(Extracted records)
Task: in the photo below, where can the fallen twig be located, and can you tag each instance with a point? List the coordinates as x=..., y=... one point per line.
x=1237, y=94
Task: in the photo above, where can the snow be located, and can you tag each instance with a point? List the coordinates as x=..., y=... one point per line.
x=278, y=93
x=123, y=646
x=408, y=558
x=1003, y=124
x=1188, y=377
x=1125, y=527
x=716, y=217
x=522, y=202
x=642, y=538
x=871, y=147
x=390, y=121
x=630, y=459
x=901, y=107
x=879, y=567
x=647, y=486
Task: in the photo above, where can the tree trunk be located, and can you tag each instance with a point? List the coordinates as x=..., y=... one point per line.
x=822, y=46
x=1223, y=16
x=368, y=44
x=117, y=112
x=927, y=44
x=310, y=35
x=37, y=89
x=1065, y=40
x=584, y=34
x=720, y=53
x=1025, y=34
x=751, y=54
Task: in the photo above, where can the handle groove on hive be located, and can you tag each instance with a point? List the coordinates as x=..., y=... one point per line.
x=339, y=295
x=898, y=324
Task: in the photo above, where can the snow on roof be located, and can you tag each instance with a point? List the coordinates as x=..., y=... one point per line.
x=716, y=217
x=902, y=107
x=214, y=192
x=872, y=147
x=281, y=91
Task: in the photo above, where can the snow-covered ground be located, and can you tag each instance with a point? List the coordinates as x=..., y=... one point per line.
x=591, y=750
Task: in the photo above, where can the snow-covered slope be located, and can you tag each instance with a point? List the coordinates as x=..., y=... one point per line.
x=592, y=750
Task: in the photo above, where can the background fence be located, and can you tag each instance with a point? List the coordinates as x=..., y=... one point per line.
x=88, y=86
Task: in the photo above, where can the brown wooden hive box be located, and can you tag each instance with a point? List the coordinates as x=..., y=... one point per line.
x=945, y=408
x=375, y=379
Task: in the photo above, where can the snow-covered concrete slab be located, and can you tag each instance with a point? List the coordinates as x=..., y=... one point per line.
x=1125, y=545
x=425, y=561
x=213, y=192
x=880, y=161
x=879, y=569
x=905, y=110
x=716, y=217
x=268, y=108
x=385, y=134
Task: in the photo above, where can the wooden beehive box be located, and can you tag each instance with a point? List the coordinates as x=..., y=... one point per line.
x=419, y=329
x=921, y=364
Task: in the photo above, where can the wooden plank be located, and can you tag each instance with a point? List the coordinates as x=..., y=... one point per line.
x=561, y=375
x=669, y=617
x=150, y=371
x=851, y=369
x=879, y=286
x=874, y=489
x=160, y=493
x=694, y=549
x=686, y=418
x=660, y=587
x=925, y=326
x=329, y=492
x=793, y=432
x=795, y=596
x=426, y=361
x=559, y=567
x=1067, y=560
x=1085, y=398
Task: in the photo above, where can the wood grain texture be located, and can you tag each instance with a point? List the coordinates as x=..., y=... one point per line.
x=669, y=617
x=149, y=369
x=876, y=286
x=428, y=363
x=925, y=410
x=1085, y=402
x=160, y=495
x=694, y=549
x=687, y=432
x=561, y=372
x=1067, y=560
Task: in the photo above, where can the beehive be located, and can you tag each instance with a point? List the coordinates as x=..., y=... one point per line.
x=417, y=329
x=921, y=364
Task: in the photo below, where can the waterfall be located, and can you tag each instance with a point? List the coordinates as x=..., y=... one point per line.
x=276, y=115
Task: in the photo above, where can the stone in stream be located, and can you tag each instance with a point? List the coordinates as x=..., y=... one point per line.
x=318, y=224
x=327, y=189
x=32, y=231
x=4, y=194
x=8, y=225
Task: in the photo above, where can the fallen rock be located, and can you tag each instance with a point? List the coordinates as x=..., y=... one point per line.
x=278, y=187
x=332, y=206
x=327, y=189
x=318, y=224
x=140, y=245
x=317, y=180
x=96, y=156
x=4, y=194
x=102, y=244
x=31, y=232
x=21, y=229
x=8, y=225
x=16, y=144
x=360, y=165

• Problem
Every record above needs to be returned in full, exactly.

• Solution
Task: in the photo below, where can the fallen twig be located, and can you tag each instance with a point? List the coordinates as x=..., y=... one point per line.
x=1237, y=94
Task: in the photo above, where can the snow be located, and can you tag each instance with a point? List the coordinates as x=..., y=... one point per line.
x=278, y=93
x=123, y=646
x=408, y=558
x=1003, y=124
x=1188, y=377
x=1125, y=527
x=716, y=217
x=522, y=202
x=642, y=538
x=871, y=147
x=390, y=121
x=630, y=459
x=901, y=107
x=879, y=567
x=647, y=486
Task: in the photo above, where can the tree trunk be located, and can you tag each instance with a point? List the coordinates as x=..., y=... one point per line.
x=822, y=46
x=1223, y=16
x=368, y=44
x=117, y=112
x=927, y=44
x=310, y=35
x=37, y=89
x=1065, y=40
x=584, y=34
x=720, y=53
x=1025, y=34
x=751, y=54
Task: in the photo above, where can the handle groove on hive be located, and can you tag each instance with a point? List the coordinates as x=..., y=... one point per line.
x=339, y=295
x=898, y=324
Task: in the photo above, where can the snow on roof be located, and can you tag each instance with a point? List the coordinates as x=..., y=... one point per line.
x=716, y=217
x=902, y=107
x=214, y=192
x=872, y=147
x=281, y=91
Task: in the photo above, where can the snow-covered ground be located, and can you tag each instance with a point? List the coordinates as x=..., y=... one point per line.
x=591, y=750
Task: in the photo above, where can the snow-covered slope be located, and can you tag each instance with a point? List the coordinates as x=..., y=... one point per line.
x=592, y=750
Task: in the photo above, where can the background fence be located, and can you tag each instance with a point? List the coordinates as x=..., y=... one point per line.
x=88, y=86
Task: in the photo above, where can the brown wooden hive box be located, and can you tag each instance with a point? List the coordinates as x=..., y=... one point per line.
x=945, y=408
x=375, y=379
Task: in the photo above, where can the snow-covered concrete slab be located, and can you tag each instance with a point? List the coordinates as x=..., y=... one point per line.
x=1125, y=545
x=425, y=561
x=213, y=192
x=880, y=161
x=879, y=569
x=905, y=110
x=716, y=217
x=268, y=108
x=385, y=134
Task: in the photo above, where can the wooden beehive box be located, and can you tag each instance with a point? List the coordinates as x=..., y=... one point per line.
x=419, y=329
x=921, y=364
Task: in the photo above, where can the wooden plank be located, and can you tag each instance with a point? List the coordinates as x=..., y=... one point per line.
x=561, y=375
x=669, y=617
x=150, y=371
x=851, y=369
x=879, y=286
x=874, y=489
x=160, y=493
x=694, y=549
x=686, y=418
x=660, y=587
x=925, y=326
x=329, y=492
x=793, y=432
x=795, y=596
x=426, y=361
x=559, y=567
x=1067, y=560
x=1085, y=398
Task: in the photo above, where can the wood grain texture be located, and can you tag each instance with a point? List the coordinates as x=..., y=... one point per line.
x=669, y=617
x=149, y=369
x=876, y=286
x=428, y=363
x=925, y=410
x=1085, y=402
x=160, y=495
x=694, y=549
x=687, y=432
x=561, y=372
x=1067, y=560
Task: in the photo above, where can the beehive be located, and can you tag each instance with a point? List the coordinates as x=..., y=... one point per line.
x=417, y=329
x=921, y=364
Task: in the photo below, where can the waterfall be located, and can you tag each instance with a point? List the coordinates as x=..., y=... one point per line.
x=276, y=115
Task: in the photo above, where can the stone in stream be located, and can you tag each instance with a point? List the coordinates as x=..., y=... one point per line.
x=318, y=224
x=327, y=189
x=32, y=231
x=4, y=194
x=8, y=225
Task: in the photo above, where can the fallen rock be located, and can you tag each instance with a point? List the coordinates as x=..., y=... one point per line.
x=278, y=187
x=332, y=206
x=327, y=189
x=318, y=224
x=140, y=245
x=317, y=180
x=96, y=156
x=4, y=194
x=102, y=244
x=31, y=232
x=21, y=229
x=8, y=225
x=16, y=144
x=360, y=165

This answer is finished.